-- Exercise instructions --
Retype every line of the records below word for word, leaving out the pictures.
──────────────────────────────
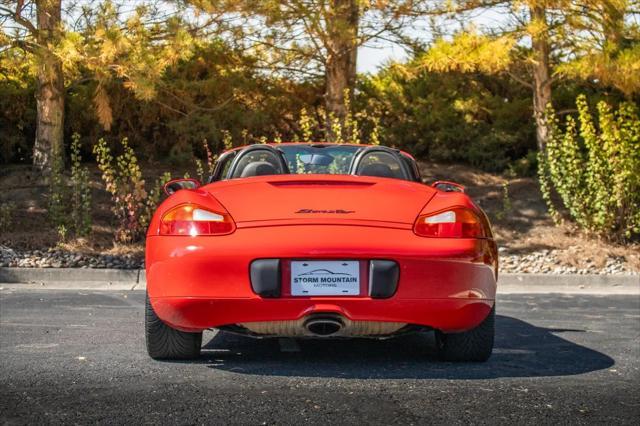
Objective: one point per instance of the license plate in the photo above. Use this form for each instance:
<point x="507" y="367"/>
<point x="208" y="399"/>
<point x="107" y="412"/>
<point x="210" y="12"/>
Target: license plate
<point x="325" y="278"/>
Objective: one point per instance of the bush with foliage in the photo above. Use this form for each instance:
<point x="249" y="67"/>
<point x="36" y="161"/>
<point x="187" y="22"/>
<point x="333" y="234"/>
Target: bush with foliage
<point x="80" y="191"/>
<point x="69" y="207"/>
<point x="594" y="167"/>
<point x="123" y="180"/>
<point x="7" y="211"/>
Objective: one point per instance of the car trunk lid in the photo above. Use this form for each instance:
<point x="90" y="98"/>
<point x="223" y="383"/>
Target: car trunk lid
<point x="321" y="199"/>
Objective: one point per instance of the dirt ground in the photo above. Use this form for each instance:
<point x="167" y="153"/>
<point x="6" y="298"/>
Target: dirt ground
<point x="519" y="217"/>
──────────────────────────────
-- Exercise response --
Objective: one point per instance of the license plate in the photo above. Use this form for each instance:
<point x="507" y="367"/>
<point x="208" y="399"/>
<point x="107" y="412"/>
<point x="210" y="12"/>
Target: license plate
<point x="325" y="278"/>
Objective: one point per instance of the bush with foliage in the photo above. Use this form for each instance:
<point x="249" y="67"/>
<point x="36" y="161"/>
<point x="187" y="22"/>
<point x="333" y="234"/>
Target: bush with foliage
<point x="80" y="191"/>
<point x="69" y="207"/>
<point x="594" y="167"/>
<point x="123" y="180"/>
<point x="7" y="211"/>
Objective: one point per instance of the car trunk lid in the photo above. Use this form for each instance:
<point x="90" y="98"/>
<point x="223" y="383"/>
Target: car trunk lid
<point x="321" y="199"/>
Objective: one point per instance of the dirt ground in the photo above. Use this form for each instance:
<point x="167" y="153"/>
<point x="6" y="298"/>
Target: dirt ground
<point x="519" y="217"/>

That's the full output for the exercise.